Well, I could go on and on. But I do want to mention two more things before I close. One is in foreign affairs.

I think all of us realize that 2 years ago, 3 years ago, the American people were disheartened, we were embarrassed, we were alienated from our Government. Sometimes we Americans were even ashamed of our own Government. The Vietnam war, the CIA revelations, the Watergate scandals, all made us feel that our country was not quite so clean, not quite so decent, not quite so honest, not quite so open as it ought to be. But we've turned that around as best we could. No one's perfect.

We've not only tried to bring that kind of attitude to government, we've also raised high a banner for the world to see of the principles and ideals on which American life has been founded for the last 200 years. And there's not a single leader in the world among 150 nations who doesn't think every day now about basic human rights. And as long as I'm in the White House, they're going to keep on thinking about that.

And the last thing I want to mention is this: We are a strong people. We're a people who have never been afraid of a challenge. We don't like to be pushed around. We have the strongest military strength in the world. We're going to keep it that way.

But we also believe in peace. And I thank God that since I've been in the White House, we've not had a single American soldier shed blood in a foreign country. And I hope I can go out of office having maintained that record of peace built on strength, not just for ourselves, but we are trying every day, through the most intense, concerted effort, to bring peace to others around the world who have been suffering more than we have.

Cy Vance just left South Africa a few days ago, 2 days go, where he's trying to make sure that Namibia doesn't erupt into war, trying to bring peace to Rhodesia. He's negotiating today in Moscow to have concluded a good SALT agreement that'll protect us in the future.

We had good luck at Camp David in trying to bring— [applause] —and I think one of the reasons that we had this success so far is because of the commitment of American people to extend a hand of moderation and conciliation and help to others like President Sadat and Prime Minister Begin who genuinely want peace for their people. But that's escaped the Holy Land, as you know, for hundreds and hundreds of years. And I hope we will be successful in our negotiations.

So, I've tried to outline as briefly as I could some of the characteristics, some of the achievements, some of the remaining problems of the Democratic Party.

We don't claim that we know all the answers. But we have an innate strength as Democrats, in that we cast our lot directly with you. We derive our strength from you, our counsel and advice from you, our criticisms, in a constructive way, from you.

We try to stay close to you, because I said during the campaign many times-sometimes the press teased me about it-that I want a government in Washington as good and decent and honest and truthful and competent as the American people. That's what we want to have. And I believe that we'll have it.

One of the best ways to guarantee it is to give me in Washington, from Kansas, a good Democratic team to work with. That's important.

You've come here today to help the candidates in whom you believe, for U.S. Senate, for Governor, for Congress. And I hope every one of you will go away from this meeting, not with a sense that you've done enough by coming here, but with a determination to make your own lives a kind of a focal point for success for the candidates in whom you believe. Each one of you has the character and ability and influence to be kind of a one-person campaign manager for Bill Roy, John Carlin, for your candidates for Congress.

And I want you to pledge to me as Americans that you'll not only vote but that you will work between now and November 7. And with these candidates being successful, with your help, we'll make the greatest nation on Earth even greater in years to come.

Thank you very much.

Note: The President spoke at 12:40 p.m. in the Exhibition Hall at the Century II Convention Center.
※
EXERCISES:
1. Say whether each statement below agrees with the speech. For each one, answer yes or no and quote the words of the speech that decide it.
(a) The speaker says no American soldier has shed blood in a foreign country since he has been in the White House.
(b) According to the speaker, Cy Vance is negotiating that day in Beijing.
(c) The speaker claims that Democrats know all the answers.
2. Quote the passage of the speech starting with "We try to stay" and going on through "with. That's important.".
※
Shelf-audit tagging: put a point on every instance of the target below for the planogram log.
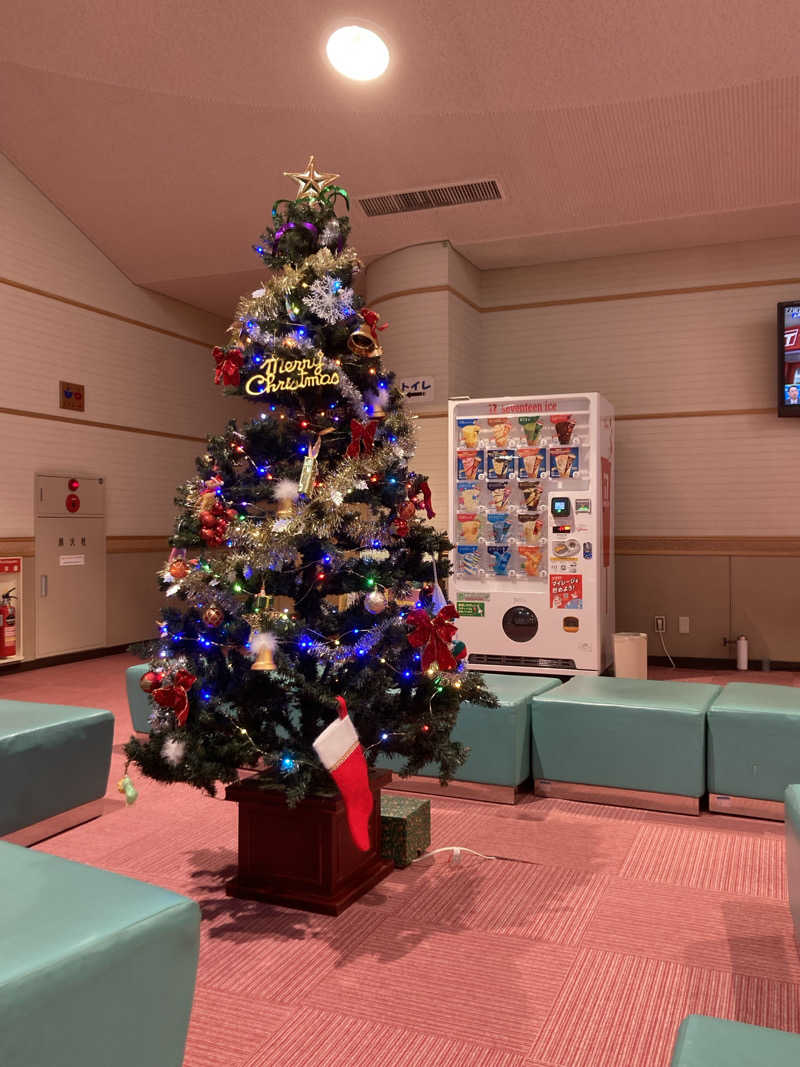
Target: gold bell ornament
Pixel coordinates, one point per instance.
(364, 339)
(264, 646)
(286, 493)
※
ANSWERS PROVIDED:
1.
(a) Yes: "we've not had a single American soldier shed blood in a foreign country"
(b) No: "He's negotiating today in Moscow"
(c) No: "We don't claim that we know all the answers."

2.
We try to stay close to you, because I said during the campaign many times-sometimes the press teased me about it-that I want a government in Washington as good and decent and honest and truthful and competent as the American people. That's what we want to have. And I believe that we'll have it.

One of the best ways to guarantee it is to give me in Washington, from Kansas, a good Democratic team to work with. That's important.